▸ TASK GOAL
Return each line of the rows below that contains the word "shed", copied in full and in order.

▸ DATA LINES
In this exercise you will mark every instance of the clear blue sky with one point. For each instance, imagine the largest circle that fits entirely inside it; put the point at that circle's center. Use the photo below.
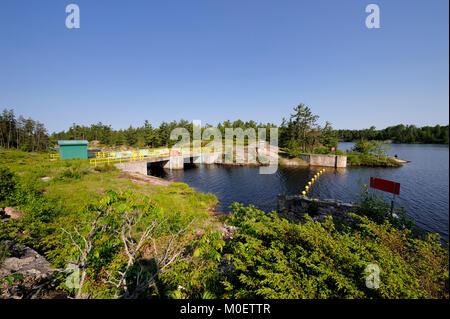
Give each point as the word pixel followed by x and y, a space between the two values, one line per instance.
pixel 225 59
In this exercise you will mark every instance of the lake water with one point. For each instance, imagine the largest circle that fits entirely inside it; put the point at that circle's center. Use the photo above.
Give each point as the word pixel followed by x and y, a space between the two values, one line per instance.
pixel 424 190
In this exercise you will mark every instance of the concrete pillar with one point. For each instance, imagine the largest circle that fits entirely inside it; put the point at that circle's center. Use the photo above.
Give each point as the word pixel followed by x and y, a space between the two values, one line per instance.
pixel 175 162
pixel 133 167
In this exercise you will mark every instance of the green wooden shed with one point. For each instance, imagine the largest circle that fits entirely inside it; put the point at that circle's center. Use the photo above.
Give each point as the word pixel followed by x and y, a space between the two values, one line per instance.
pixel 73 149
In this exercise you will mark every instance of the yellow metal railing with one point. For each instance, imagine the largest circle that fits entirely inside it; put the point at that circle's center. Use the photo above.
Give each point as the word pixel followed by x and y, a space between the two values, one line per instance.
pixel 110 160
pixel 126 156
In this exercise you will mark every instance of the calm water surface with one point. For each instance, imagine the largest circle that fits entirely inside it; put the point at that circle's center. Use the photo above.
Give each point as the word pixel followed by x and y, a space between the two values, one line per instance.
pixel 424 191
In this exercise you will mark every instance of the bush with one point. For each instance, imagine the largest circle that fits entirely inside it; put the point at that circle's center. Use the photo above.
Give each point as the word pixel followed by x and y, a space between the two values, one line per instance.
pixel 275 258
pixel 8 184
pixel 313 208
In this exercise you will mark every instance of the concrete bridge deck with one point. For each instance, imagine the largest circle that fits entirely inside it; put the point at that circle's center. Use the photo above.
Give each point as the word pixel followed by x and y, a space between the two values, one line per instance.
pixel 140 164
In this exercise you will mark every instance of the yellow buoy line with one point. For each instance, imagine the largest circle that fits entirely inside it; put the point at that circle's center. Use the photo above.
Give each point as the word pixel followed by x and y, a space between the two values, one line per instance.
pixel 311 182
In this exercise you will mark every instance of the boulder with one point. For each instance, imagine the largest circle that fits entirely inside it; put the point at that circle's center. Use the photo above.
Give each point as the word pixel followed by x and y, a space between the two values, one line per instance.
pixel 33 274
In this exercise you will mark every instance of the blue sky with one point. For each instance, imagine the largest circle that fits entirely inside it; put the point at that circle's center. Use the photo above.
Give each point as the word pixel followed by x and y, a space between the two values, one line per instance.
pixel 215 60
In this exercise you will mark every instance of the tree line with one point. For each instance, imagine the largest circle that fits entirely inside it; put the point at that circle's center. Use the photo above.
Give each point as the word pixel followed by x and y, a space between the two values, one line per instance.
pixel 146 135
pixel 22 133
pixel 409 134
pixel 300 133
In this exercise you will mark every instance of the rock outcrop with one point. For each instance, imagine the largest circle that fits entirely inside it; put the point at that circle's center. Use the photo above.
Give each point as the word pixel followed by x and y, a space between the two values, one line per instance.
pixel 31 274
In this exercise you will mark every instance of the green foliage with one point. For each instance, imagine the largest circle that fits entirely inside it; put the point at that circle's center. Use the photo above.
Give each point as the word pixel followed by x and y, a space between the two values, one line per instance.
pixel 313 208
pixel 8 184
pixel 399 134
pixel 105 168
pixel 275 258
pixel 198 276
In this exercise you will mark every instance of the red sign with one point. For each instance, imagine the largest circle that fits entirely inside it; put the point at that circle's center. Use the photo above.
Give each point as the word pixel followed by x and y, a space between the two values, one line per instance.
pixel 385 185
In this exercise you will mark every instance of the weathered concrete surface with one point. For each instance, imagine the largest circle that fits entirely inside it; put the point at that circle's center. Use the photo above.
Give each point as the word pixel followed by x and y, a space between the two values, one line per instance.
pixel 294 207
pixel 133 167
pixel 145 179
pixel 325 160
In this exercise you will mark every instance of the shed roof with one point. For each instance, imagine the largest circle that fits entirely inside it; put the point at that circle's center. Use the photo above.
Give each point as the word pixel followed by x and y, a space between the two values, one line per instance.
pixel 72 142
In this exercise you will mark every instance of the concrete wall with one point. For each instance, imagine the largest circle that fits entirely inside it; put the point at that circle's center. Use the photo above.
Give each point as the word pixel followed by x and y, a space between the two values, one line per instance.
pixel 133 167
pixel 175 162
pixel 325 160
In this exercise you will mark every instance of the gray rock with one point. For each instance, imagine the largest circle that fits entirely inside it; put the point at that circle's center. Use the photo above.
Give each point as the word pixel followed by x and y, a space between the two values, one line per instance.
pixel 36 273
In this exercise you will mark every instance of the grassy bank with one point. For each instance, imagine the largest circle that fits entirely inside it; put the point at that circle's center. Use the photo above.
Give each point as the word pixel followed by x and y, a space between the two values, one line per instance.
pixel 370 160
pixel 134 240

--

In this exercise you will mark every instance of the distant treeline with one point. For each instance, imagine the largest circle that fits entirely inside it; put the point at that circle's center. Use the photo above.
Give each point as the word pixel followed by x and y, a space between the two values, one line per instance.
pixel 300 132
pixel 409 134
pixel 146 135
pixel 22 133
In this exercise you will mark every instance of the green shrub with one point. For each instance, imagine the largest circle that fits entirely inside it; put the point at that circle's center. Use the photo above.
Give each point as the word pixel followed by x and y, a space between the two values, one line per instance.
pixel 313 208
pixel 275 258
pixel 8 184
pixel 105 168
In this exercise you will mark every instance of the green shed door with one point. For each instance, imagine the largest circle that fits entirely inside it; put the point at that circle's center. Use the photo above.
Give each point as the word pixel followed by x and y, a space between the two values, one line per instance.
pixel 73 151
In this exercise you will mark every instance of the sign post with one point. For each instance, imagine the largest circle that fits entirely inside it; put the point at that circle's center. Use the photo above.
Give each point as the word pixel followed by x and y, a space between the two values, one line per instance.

▸ EXPECTED ANSWER
In this exercise you will mark every instance of the green wooden shed with one point. For each instance, imagine the largest circle that fits entirely inside it; put the point at that circle's center. Use the photo above.
In this exercise you will mark every instance of the shed roof with one point. For each instance, imagine the largest circle that fits entirely inside it; put the point at that circle's center. Use the photo above.
In this exercise you will mark every instance of the green shed door with one point. For each instance, imagine the largest circle that fits entirely inside it; put the point at that circle's center. Use the photo above.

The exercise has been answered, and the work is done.